#### [EXERCISE DETAILS]
Find the line that contains "Target: shrub". Output it and every line after it to the end of the records, exactly as they appear.

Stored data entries
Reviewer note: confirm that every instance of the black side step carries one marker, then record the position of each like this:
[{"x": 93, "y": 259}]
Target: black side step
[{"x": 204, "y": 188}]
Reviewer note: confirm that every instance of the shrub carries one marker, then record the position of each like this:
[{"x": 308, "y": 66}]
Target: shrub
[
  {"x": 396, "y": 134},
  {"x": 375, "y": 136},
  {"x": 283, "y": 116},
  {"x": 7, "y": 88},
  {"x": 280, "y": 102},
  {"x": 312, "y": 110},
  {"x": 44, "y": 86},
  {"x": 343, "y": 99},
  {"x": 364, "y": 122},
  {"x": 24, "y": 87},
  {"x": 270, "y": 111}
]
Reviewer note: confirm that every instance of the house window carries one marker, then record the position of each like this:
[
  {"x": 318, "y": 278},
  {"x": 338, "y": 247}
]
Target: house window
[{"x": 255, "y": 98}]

#### [ANSWER SPACE]
Target: shrub
[
  {"x": 396, "y": 134},
  {"x": 375, "y": 136},
  {"x": 283, "y": 116},
  {"x": 7, "y": 88},
  {"x": 280, "y": 102},
  {"x": 312, "y": 110},
  {"x": 44, "y": 86},
  {"x": 343, "y": 99},
  {"x": 364, "y": 122},
  {"x": 24, "y": 87},
  {"x": 270, "y": 111}
]
Reviewer note: confirm that every instance of the house window carries one marker, then record the position of each like this:
[
  {"x": 318, "y": 278},
  {"x": 338, "y": 247}
]
Target: house window
[{"x": 255, "y": 98}]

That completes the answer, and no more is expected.